EXERCISE DIRECTIONS:
The records follow. Copy them exactly, but omit the pictures.

THE DATA:

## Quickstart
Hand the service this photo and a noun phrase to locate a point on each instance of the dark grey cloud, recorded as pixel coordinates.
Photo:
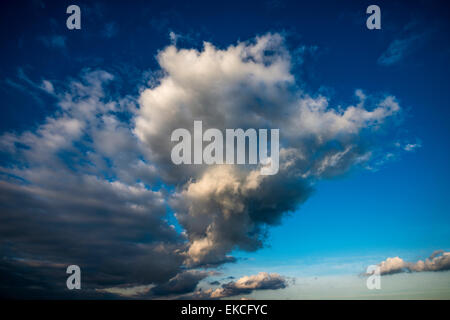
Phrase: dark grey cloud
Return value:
(244, 285)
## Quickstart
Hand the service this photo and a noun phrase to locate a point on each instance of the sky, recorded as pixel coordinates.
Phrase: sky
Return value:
(85, 170)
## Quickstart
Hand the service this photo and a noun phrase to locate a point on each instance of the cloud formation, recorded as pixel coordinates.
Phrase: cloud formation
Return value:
(244, 285)
(248, 85)
(438, 261)
(91, 185)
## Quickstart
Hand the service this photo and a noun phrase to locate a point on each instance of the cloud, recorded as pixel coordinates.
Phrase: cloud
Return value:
(91, 184)
(248, 85)
(438, 261)
(244, 285)
(76, 193)
(409, 40)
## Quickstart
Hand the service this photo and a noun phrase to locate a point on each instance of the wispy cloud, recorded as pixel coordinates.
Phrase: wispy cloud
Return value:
(438, 261)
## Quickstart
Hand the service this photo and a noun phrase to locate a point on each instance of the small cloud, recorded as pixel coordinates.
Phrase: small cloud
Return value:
(412, 146)
(397, 50)
(47, 86)
(438, 261)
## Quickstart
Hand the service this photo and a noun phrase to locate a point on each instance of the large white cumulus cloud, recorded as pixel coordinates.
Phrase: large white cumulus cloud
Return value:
(84, 186)
(248, 85)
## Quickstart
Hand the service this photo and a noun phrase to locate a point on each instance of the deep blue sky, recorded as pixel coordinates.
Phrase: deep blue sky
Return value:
(402, 207)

EXERCISE RESPONSE:
## Quickstart
Hand the service this photo and a noun phrase to locate a point on each instance of the dark grey cloud, recorded as pixel coordinates.
Photo:
Phrase: dark grey cloud
Return value:
(244, 285)
## Quickstart
Hand the service this photo and a noun phrase to locate a point on each instance of the sky, recorded as pixel coordinates.
Phrase: sky
Return value:
(85, 170)
## Quickstart
Hand the service this photo and a noun phrase to locate a point on each instance of the cloud formation, recorded as pixel coordinates.
Phrase: cloud formation
Return value:
(244, 285)
(248, 85)
(438, 261)
(91, 185)
## Quickstart
Hand the service this photo and a noun phrase to locate a point on each instance of the cloud, recorded as pixel coordinates.
Phrase: cloud
Return value:
(91, 184)
(248, 85)
(438, 261)
(244, 285)
(76, 193)
(409, 40)
## Quickstart
Hand the service this photo and a noun phrase to locate a point on each instance of the wispy cloud, recorded as pixel coordinates.
Phrase: wispy cloud
Return value:
(438, 261)
## Quickstart
Hand the service this photo and a noun phrase to locate a point on each instance of the small cloud, recorded as pixel coordinates.
Phrase: small cloud
Return value:
(412, 146)
(397, 50)
(47, 86)
(438, 261)
## Quickstart
Hand the service this photo and a noun phrase to locate a point on each instance of the large white cumulus cloud, recorded as pixel coordinates.
Phrase: large white cumulus cloud
Return value:
(84, 186)
(248, 85)
## Quickstart
Hand the service this photo and a noun phrase to locate a point on each instance of the deep blue sky, recorded as pixel coordinates.
Phrase: deep blue sky
Return value:
(402, 207)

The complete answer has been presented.